Go on with the recollection of Capt. Parham and the Orderly Room, picking up from where the text stops.

▶ _Text provided_:
——————————

Capt. Parham and I were both taking college courses toward a degree, and I typed up more than a few of his term papers. One of them was about Flannery O’Connor, I remember. I took two extension classes from Augusta College: a physical anthropology course and then a humanities course that was mostly Greek and Roman classics. I remember reading Plato during one all-night shift guarding the motor pool.

It was during Capt. Parham’s time that a chess fad passed through the Orderly Room. In fact, he probably initiated it. I’ve never played much chess, but at that time I happened to know precisely one opening, the Queen’s Gambit, which I put to good use the one time I couldn’t avoid a challenge. I checkmated my opponent in about 3 moves, acquired a reputation as a chess genius, and no one challenged me again. At least not until Capt. Parham brought in a checkerboard one day, challenged me, and proceeded to wipe my checkers off the board in short order.

——————————

▶ _Stored dataset items_:
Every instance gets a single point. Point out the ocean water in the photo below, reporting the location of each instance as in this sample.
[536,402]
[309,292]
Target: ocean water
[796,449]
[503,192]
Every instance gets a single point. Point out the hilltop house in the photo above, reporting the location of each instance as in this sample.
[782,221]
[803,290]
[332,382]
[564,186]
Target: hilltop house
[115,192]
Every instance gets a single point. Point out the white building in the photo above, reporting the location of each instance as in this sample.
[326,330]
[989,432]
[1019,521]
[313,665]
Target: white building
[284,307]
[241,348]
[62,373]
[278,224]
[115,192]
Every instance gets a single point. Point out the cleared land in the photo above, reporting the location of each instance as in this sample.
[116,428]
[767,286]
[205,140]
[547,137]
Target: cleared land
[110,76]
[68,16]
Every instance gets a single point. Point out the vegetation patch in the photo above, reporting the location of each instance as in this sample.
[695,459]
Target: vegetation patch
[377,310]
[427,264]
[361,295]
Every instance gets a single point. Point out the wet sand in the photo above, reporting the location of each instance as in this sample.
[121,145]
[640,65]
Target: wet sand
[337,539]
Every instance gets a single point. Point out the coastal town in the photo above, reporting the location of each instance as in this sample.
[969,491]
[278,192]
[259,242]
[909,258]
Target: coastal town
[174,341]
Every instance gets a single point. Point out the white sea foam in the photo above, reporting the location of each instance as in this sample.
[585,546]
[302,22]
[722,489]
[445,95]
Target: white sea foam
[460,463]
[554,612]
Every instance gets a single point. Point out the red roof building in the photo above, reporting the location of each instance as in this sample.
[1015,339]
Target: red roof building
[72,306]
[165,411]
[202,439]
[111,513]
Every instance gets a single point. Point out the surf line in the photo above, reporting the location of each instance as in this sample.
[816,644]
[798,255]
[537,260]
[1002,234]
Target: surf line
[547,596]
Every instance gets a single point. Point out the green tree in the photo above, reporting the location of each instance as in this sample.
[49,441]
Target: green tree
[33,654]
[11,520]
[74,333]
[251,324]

——————————

▶ _Exercise output_:
Capt. Parham had ambitions for his men, too. And I let him down big time. It wasn’t just that I didn’t meet his high standards of spit and polish. He recommended me for NCO (Non-Commissioned Officers) school, and I was too stupid to know what I was getting into. It wasn’t until I got to Ft. McClellan, AL, and met a few representatives of my prospective cohort that I started getting cold feet, despite their enthusiasm about the presence of so many women on base at the WAC School there. Fortunately, I was asked as soon as I reported for duty whether I really wanted to be there. I replied, “No, sir!” and was on the next bus back to Ft. Gordon.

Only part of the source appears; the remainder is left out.